- Imagion Biosystems has received FDA’s breakthrough device designation for its imaging system in development to detect HER2 metastatic breast cancer.
- The diagnostic system, called MagSense, involves an instrument designed to detect and measure magnetic nanoparticles that are injected into the body to find specific tumor phenotypes and attach to the cancer cells.
- The Melbourne, Australia-based company said it is currently discussing plans with FDA and looking at clinical study sites to begin a first-in-human trial of the MagSense HER2 test.
Imagion Biosystems is working to differentiate itself in cancer detection with a system that aims to minimize the need for surgical or biopsy procedures to obtain tissue for pathological assessment. It says the technology as an alternative to MRI, PET, CT and X-ray for faster detection and treatment than conventional imaging methods, according to a presentation to investors.
________________________
▶ EXERCISE 1
Answer these about the MagSense text:
(a) What designation did Imagion Biosystems receive from FDA?
(b) In which city is the company based?
(c) What need does the system aim to minimize?
▶ EXERCISE 2
Rewrite the MagSense text starting with "- The diagnostic" and going on through "the cancer cells.", swapping "magnetic nanoparticles" for "magnetic particles".

▶ SOURCE DATA
________________________
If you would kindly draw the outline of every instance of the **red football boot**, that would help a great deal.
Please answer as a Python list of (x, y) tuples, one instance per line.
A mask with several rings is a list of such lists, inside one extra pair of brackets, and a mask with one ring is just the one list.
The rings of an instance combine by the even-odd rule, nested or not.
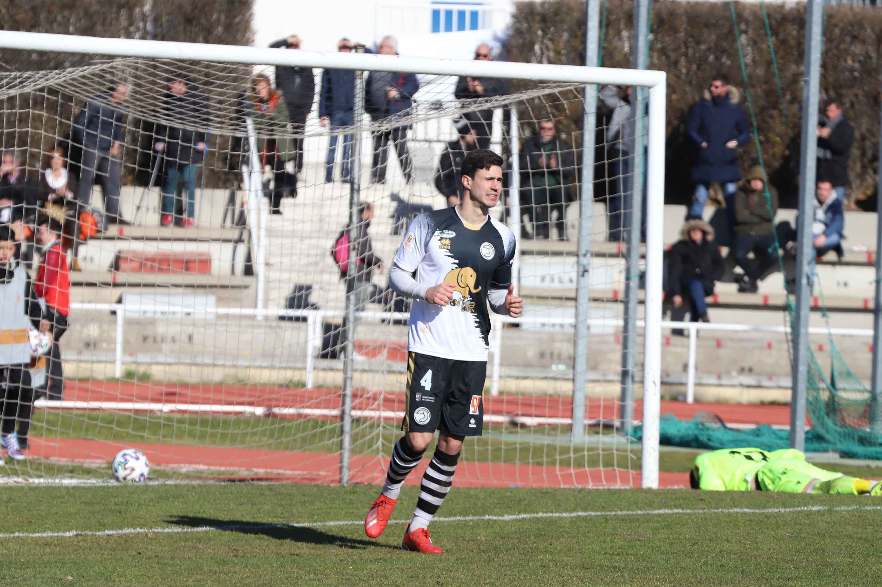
________________________
▶ RESPONSE 1
(a) Breakthrough device designation.
(b) Melbourne, Australia.
(c) The need for surgical or biopsy procedures to obtain tissue for pathological assessment.

▶ RESPONSE 2
- The diagnostic system, called MagSense, involves an instrument designed to detect and measure magnetic particles that are injected into the body to find specific tumor phenotypes and attach to the cancer cells.